◆ **Source extract**:

* Begin *

Iran's Re-Engagement with the International Community, and its impact on Geopolitics in the Middle East

26th January 2015 - London, UK

10am - 1pm

11th floor, 6 Mitre Passage, Peninsula Square, London SE10 0ER


In November 2013, Iran and the P5+1, (US, UK, France, China and Russia plus Germany) agreed an interim accord that saw Iran curb its nuclear activities in return for relief from economic sanctions. 2014 is the year in which a comprehensive deal was supposed to be reached; however, despite the progress , both parties agreed in November to extend the deadline by seven months. Both parties are cautiously confident that they can secure a political deal by March 2015 and seal the technical details by July of the same year.

Both Iran and the West have come a long way since the election in early 2013 and the appointment of Hassan Rouhani - a more moderate Iranian President. This event  was seen as a positive first step in mending ties between Tehran and West, as well as bridging the gap over the country’s nuclear programme and other outstanding issues.

In September 2013, US President Barack Obama spoke to President Rouhani by telephone in the highest level contact between the two countries in over three decades. The breakthrough interim agreement on Iran's nuclear programme was the continuation of trust building measures between the West and Iran.

Following the Interim Agreement, Iran and Britain appointed non-resident chargés d’affaires as a first step toward reopening their respective embassies.

* End *

◆ **What you will do**:
1 - Condense the paragraph of the event notice beginning "In November 2013, Iran and the P5+1" into a bulleted list that keeps its main facts.
2 - Reproduce the stretch of the event notice from "Iran's Re-Engagement with" through "the same year.", renaming "economic sanctions" as "trade sanctions" throughout.
3 - According to the event notice, by what date are both parties hoping to secure a political deal?

◆ **Some records**:
* Begin *

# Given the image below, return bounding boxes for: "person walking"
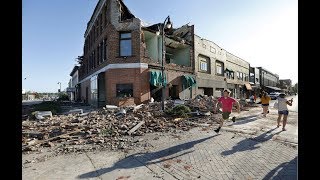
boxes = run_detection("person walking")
[277,93,293,131]
[261,92,271,117]
[214,89,240,133]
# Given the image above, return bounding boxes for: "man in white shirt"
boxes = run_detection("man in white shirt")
[277,93,293,131]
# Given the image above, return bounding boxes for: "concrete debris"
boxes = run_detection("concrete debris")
[128,121,145,135]
[22,96,255,154]
[35,111,52,120]
[68,109,83,114]
[106,105,119,109]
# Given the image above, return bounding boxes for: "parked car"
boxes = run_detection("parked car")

* End *

◆ **Responses to the exercise**:
1 -
- November 2013: Iran and the P5+1 (US, UK, France, China and Russia plus Germany) agreed an interim accord.
- Under it, Iran curbed its nuclear activities in return for relief from economic sanctions.
- A comprehensive deal was supposed to be reached in 2014, but in November both parties agreed to extend the deadline by seven months.
- Both parties are cautiously confident of securing a political deal by March 2015 and sealing the technical details by July 2015.

2 -
Iran's Re-Engagement with the International Community, and its impact on Geopolitics in the Middle East

26th January 2015 - London, UK

10am - 1pm

11th floor, 6 Mitre Passage, Peninsula Square, London SE10 0ER


In November 2013, Iran and the P5+1, (US, UK, France, China and Russia plus Germany) agreed an interim accord that saw Iran curb its nuclear activities in return for relief from trade sanctions. 2014 is the year in which a comprehensive deal was supposed to be reached; however, despite the progress , both parties agreed in November to extend the deadline by seven months. Both parties are cautiously confident that they can secure a political deal by March 2015 and seal the technical details by July of the same year.

3 - By March 2015.